* _Aim of the exercise_
Check every line of the entries for "door", and copy the lines that hold it.

* _Records for this exercise_

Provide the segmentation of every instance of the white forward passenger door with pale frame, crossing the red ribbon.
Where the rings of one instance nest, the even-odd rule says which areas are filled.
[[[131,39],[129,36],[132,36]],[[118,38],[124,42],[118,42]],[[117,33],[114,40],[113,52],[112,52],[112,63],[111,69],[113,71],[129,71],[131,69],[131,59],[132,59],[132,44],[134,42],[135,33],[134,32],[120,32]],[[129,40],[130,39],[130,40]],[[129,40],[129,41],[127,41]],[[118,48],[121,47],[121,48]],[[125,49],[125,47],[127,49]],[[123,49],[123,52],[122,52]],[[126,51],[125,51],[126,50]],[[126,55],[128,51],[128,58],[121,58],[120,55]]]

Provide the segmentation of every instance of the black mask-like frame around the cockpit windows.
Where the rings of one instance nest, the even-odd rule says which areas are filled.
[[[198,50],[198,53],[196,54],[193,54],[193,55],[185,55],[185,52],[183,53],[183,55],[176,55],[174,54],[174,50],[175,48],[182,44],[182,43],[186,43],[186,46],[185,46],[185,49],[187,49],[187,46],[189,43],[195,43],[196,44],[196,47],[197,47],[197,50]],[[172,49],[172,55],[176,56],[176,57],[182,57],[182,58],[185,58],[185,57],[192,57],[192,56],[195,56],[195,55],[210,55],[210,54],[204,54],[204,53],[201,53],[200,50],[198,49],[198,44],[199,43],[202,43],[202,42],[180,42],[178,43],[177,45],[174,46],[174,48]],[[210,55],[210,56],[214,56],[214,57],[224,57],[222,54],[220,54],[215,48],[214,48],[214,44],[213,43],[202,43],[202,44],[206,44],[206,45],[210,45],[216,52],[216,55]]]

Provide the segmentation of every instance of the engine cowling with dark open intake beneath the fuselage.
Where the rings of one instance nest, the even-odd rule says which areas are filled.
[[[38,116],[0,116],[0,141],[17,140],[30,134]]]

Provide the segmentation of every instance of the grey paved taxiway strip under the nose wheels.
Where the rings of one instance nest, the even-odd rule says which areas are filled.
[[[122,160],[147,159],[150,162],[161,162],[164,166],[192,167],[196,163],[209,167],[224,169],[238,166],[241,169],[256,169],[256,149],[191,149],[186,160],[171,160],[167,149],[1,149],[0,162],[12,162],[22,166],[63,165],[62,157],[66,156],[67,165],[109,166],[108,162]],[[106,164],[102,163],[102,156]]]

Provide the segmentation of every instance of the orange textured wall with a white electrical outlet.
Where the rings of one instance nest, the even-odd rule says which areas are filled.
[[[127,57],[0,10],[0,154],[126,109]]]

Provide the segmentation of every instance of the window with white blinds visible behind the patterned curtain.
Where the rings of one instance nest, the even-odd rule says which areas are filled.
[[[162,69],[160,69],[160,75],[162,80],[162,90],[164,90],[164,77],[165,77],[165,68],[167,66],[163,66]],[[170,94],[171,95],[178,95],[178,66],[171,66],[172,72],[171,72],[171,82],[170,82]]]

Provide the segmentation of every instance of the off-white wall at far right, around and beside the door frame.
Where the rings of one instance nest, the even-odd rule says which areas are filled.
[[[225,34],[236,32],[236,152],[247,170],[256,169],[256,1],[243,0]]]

* _Response_
Provide the segmentation of every instance of the white forward passenger door with pale frame, crossing the red ribbon.
Provide the segmentation of every instance of the off-white wall at far right, around and beside the door frame.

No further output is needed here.